- Direction
Please collect each line of the material below that contains the string "woman". Case counts.

- Records for this task
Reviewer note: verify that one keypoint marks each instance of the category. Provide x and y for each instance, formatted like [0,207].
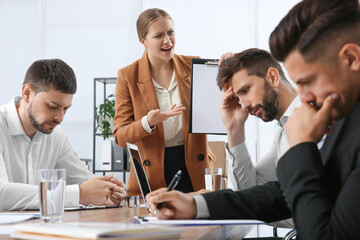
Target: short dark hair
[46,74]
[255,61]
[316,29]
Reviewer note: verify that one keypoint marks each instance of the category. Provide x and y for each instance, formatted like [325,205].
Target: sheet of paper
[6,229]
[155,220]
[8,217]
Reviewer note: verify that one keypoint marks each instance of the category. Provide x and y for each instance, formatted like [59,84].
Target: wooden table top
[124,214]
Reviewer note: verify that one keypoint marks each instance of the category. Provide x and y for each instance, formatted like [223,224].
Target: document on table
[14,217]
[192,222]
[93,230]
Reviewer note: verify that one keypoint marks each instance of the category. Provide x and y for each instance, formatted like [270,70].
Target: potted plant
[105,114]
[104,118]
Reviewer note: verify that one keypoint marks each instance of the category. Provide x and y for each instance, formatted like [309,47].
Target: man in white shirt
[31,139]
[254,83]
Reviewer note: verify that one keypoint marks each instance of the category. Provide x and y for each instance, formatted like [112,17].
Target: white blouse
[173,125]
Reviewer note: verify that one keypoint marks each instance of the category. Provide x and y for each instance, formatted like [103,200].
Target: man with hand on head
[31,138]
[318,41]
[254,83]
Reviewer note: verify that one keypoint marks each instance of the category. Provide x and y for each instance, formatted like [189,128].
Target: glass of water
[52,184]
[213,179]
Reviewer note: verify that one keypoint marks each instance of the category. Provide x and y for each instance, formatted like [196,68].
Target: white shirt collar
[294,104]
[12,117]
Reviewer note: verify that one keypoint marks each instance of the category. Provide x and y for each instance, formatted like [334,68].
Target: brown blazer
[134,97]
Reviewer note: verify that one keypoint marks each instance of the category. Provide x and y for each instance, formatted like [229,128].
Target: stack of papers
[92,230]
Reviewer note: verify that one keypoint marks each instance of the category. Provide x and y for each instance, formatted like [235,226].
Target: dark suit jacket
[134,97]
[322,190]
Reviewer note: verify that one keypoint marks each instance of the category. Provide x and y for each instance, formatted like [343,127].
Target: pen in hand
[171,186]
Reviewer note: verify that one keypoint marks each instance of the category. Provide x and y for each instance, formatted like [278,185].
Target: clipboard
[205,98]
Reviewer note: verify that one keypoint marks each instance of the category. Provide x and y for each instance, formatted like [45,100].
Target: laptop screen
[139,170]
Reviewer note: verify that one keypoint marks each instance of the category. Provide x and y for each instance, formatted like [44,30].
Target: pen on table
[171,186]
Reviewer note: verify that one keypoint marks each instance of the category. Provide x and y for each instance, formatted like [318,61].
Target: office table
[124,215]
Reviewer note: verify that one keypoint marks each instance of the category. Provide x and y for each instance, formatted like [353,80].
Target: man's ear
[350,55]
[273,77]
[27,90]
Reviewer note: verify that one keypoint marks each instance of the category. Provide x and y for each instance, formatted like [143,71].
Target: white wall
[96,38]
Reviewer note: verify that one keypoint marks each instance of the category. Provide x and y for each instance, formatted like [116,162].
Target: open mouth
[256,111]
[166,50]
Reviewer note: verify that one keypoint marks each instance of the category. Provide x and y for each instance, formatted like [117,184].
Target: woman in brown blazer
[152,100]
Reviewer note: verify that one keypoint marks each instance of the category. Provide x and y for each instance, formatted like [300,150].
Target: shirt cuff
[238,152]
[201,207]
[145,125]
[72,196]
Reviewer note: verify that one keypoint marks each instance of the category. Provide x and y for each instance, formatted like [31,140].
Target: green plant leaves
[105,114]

==

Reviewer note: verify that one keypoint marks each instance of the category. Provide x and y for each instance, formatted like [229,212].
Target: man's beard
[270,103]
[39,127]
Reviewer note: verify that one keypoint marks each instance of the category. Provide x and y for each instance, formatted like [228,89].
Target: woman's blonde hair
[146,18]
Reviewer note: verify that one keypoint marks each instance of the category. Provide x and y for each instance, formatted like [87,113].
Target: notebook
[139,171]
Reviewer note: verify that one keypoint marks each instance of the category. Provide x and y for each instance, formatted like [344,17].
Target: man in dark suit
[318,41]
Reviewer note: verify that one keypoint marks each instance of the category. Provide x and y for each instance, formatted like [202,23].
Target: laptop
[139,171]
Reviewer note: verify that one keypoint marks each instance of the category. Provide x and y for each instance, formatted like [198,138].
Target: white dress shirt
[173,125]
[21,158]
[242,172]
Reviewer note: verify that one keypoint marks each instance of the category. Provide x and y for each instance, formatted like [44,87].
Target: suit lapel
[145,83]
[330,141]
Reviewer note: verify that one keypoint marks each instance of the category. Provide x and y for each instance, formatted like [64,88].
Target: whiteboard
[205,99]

- Finished task
Target: woman in brown blazer
Target: woman's blonde hair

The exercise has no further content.